**EXERCISE DIRECTIONS:** Please reproduce the passage of the stray cattle article below that begins at the words "BJP stares at" and stops after "ignoring farmers’ issues.".

**DOCUMENT TEXT:**

++++++++++

BJP stares at farmers' backlash in UP as cattle destroy crops
What could be more ironic than the fact that while distressed farmers in the state are clamouring for protection from stray cattle, a problem that has assumed menacing proportions with crops worth crores of rupees being lost due to it, the Yogi Adityanath government in Uttar Pradesh has set aside an unprecedented over Rs 600 crore for the protection and welfare of cows in the State Budget for 2019-20.
It’s a different matter that top government functionaries mouth sympathies for farmers as Lok Sabha elections are round the corner and the Bharatiya Janata Party (BJP) has already paid a price in terms of three state governments in the recent polls for ignoring farmers’ issues.

++++++++++

**DATA EXTRACT:**
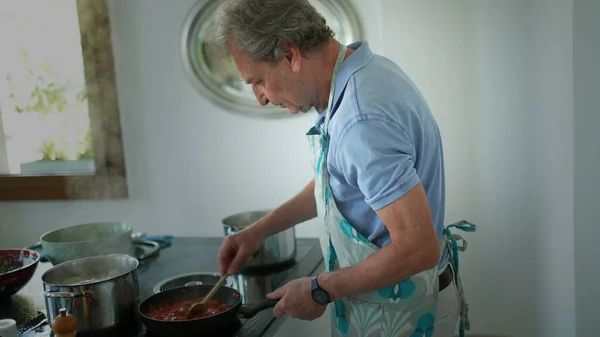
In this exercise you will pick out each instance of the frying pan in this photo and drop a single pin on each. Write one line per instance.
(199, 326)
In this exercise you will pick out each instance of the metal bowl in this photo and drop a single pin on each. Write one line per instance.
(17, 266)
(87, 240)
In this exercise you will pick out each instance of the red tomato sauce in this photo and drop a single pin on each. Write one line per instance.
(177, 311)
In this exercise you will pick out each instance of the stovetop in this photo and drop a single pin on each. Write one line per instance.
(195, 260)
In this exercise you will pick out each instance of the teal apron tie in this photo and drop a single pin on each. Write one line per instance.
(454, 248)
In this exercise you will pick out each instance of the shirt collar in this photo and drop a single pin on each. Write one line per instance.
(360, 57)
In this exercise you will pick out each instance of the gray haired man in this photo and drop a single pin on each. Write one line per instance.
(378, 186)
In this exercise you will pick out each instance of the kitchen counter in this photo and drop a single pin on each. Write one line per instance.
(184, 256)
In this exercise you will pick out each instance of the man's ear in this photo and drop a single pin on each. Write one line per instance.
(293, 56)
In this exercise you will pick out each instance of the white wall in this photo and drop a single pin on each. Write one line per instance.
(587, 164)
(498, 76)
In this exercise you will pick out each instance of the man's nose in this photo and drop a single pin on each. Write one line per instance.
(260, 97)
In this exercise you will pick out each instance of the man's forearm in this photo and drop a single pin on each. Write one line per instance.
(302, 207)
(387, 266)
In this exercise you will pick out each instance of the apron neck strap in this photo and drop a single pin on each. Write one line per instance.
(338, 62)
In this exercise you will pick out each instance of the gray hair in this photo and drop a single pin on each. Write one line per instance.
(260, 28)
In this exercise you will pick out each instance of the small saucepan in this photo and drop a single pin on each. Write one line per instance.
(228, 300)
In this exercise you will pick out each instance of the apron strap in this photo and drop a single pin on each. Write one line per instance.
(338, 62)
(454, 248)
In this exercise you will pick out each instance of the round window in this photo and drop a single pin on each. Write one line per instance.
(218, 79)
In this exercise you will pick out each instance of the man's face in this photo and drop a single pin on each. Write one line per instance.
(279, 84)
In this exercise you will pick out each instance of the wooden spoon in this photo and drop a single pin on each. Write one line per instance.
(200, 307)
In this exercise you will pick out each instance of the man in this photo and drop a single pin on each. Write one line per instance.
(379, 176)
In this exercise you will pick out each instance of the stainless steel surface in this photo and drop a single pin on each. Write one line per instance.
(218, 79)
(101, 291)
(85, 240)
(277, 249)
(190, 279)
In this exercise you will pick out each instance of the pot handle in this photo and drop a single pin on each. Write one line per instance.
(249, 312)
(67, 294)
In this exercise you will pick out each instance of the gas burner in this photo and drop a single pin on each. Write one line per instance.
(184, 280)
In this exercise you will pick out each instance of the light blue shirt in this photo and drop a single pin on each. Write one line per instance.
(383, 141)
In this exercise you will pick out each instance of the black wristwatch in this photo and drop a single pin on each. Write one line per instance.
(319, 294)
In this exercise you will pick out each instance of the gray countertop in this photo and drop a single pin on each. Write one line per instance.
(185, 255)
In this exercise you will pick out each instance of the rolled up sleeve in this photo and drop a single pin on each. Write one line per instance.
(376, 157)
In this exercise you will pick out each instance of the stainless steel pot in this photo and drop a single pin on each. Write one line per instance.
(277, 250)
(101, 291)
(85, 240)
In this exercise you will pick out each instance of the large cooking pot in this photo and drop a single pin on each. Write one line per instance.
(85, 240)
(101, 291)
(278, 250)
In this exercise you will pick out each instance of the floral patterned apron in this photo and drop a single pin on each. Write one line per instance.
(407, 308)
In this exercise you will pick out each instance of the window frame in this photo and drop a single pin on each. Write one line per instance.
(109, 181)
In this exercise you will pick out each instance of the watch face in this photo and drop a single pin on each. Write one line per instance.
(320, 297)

++++++++++

**SOLUTION BELOW:**
BJP stares at farmers' backlash in UP as cattle destroy crops
What could be more ironic than the fact that while distressed farmers in the state are clamouring for protection from stray cattle, a problem that has assumed menacing proportions with crops worth crores of rupees being lost due to it, the Yogi Adityanath government in Uttar Pradesh has set aside an unprecedented over Rs 600 crore for the protection and welfare of cows in the State Budget for 2019-20.
It’s a different matter that top government functionaries mouth sympathies for farmers as Lok Sabha elections are round the corner and the Bharatiya Janata Party (BJP) has already paid a price in terms of three state governments in the recent polls for ignoring farmers’ issues.